■ Task to complete: Can you convert the material below into a numbered list, one line per item, leaving out any blank lines?

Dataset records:
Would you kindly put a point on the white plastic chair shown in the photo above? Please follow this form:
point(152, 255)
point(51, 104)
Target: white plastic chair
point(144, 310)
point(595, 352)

■ Written answer:
1. Would you kindly put a point on the white plastic chair shown in the photo above? Please follow this form:
2. point(152, 255)
3. point(51, 104)
4. Target: white plastic chair
5. point(144, 310)
6. point(595, 352)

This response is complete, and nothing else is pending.